Le lun. 2 août 2021 à 18:36, Atharva Raykar <raykar.ath@xxxxxxxxx> a écrit :

Add a new submodule--helper subcommand `run-update-procedure` that runs the update procedure if the SHA1 of the submodule does not match what
the superproject expects.

This is an intermediate change that works towards total conversion of
`submodule update` from shell to C.

Specific error codes are returned so that the shell script calling the subcommand can take a decision on the control flow, and preserve the error messages across subsequent recursive calls of `cmd_update`.

This patch could have been approached differently, by first changing the `is_tip_reachable` and `fetch_in_submodule` shell functions to be `submodule--helper` subcommands, and then following up with a patch that introduces the `run-update-procedure` subcommand. We have not done it like that because those functions are trivial enough to convert directly along with these other changes. This lets us avoid the boilerplate and the cleanup patches that will need to be introduced in following that
approach.

I feel that this part is more suitable for a cover letter rather than the commit
message itself. It is a useful piece of info though.

Okay, that seems right, the message does seem a bit too
context-sensitive.

This change is more focused on doing a faithful conversion, so for now we
are not too concerned with trying to reduce subprocess spawns.

Signed-off-by: Atharva Raykar <raykar.ath@xxxxxxxxx>
Mentored-by: Christian Couder <christian.couder@xxxxxxxxx>
Mentored-by: Shourya Shukla <periperidip@xxxxxxxxx>
---

Notable changes since v1:

* Modified the code structure in
submodule--helper.c:run_update_command(), while fixing problems with
  the translation marks.

# # # #

Instruction 1: Can you write out the part of the patch discussion from "Le lun. 2 août" to "the superproject expects." word for word?
Instruction 2: Can you recast the lines of the records from the line with "the dark red" through the end of the records as a Markdown table with the columns Row and Line, leaving out blank lines and pictures?
The patch discussion above has no connection to the records that come after it.

[Object position labeling records]
# # # #

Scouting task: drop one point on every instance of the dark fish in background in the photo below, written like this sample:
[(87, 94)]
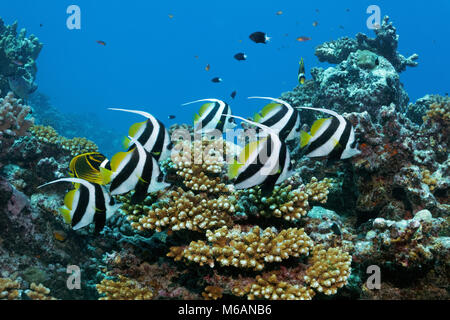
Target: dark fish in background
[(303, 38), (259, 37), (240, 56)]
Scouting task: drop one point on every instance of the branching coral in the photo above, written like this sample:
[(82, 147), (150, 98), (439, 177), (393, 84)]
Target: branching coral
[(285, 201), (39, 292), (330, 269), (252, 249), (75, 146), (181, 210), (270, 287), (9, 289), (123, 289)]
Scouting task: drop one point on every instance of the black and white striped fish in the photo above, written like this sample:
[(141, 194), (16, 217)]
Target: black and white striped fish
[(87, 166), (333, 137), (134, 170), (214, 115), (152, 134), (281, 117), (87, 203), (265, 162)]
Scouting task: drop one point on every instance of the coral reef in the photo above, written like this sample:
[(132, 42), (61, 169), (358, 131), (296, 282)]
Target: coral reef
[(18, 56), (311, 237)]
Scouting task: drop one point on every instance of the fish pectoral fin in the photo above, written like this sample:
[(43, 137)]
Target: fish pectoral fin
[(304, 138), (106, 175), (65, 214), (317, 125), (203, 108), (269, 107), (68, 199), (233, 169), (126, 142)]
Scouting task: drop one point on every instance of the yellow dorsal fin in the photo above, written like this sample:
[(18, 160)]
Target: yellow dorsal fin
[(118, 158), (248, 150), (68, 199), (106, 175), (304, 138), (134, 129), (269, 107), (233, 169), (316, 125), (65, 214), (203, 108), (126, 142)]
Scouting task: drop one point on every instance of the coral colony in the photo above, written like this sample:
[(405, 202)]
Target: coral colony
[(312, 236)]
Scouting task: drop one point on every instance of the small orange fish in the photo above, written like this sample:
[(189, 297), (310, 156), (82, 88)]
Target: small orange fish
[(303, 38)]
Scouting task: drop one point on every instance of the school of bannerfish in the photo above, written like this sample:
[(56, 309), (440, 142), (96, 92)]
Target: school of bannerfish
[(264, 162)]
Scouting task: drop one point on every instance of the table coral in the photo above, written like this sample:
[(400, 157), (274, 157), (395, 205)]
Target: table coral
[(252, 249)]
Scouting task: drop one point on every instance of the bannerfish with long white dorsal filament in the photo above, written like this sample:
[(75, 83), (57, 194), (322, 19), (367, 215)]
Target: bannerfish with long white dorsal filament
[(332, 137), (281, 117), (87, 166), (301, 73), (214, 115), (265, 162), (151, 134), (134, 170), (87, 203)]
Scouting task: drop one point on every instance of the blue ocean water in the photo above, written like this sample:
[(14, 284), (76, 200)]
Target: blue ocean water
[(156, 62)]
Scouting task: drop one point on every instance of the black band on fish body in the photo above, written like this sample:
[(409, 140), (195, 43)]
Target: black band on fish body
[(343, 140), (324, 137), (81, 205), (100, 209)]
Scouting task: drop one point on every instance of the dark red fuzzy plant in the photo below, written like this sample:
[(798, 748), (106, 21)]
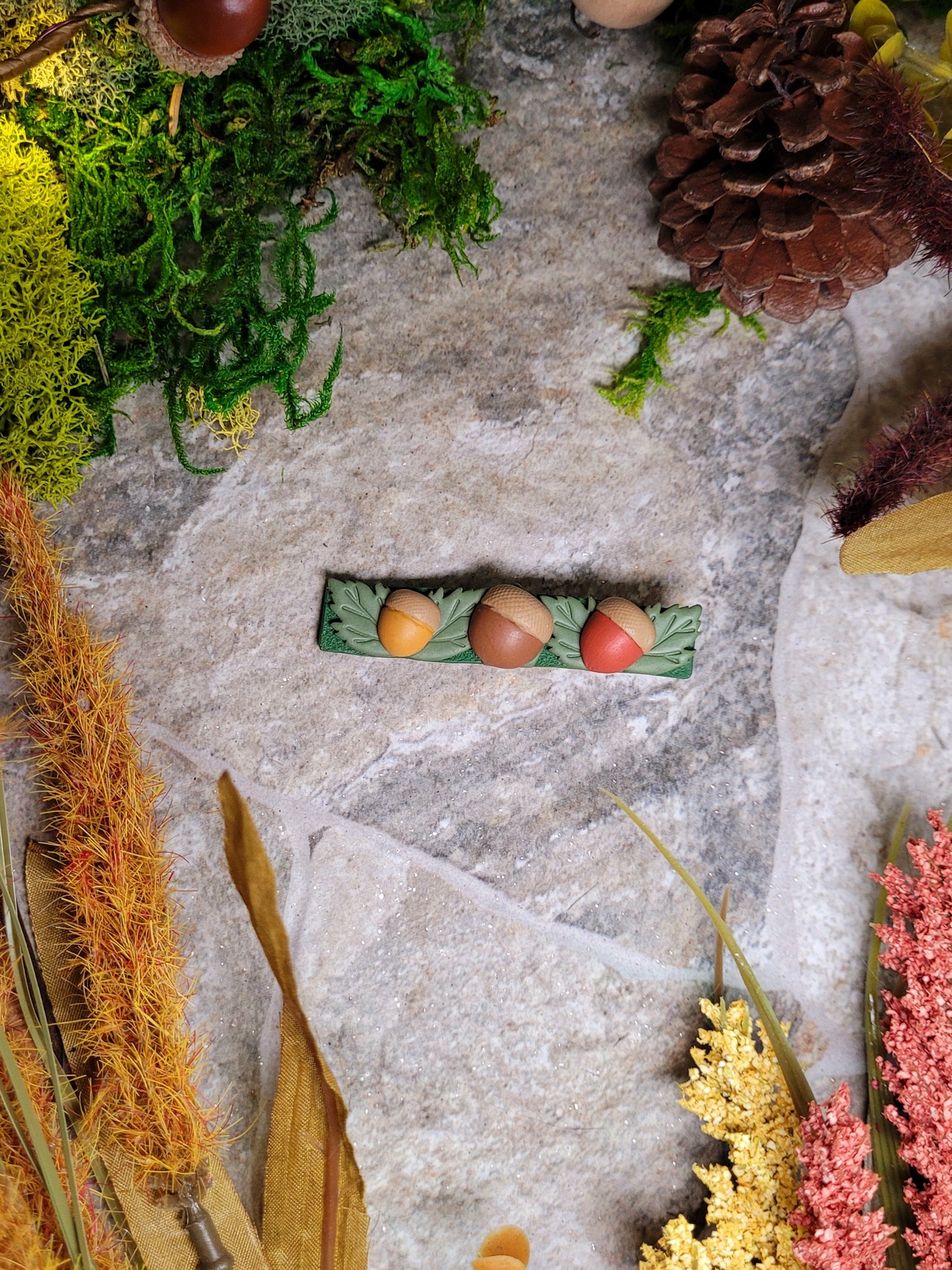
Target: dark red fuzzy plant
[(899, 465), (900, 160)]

# # # #

Full solution 1:
Le lun. 2 août 2021 à 18:36, Atharva Raykar <raykar.ath@xxxxxxxxx> a écrit :

Add a new submodule--helper subcommand `run-update-procedure` that runs the update procedure if the SHA1 of the submodule does not match what
the superproject expects.

Full solution 2:
| Row | Line |
|---|---|
| 1 | Scouting task: drop one point on every instance of the dark red fuzzy plant in the photo below, written like this sample: |
| 2 | [(798, 748), (106, 21)] |
| 3 | Target: dark red fuzzy plant |
| 4 | [(899, 465), (900, 160)] |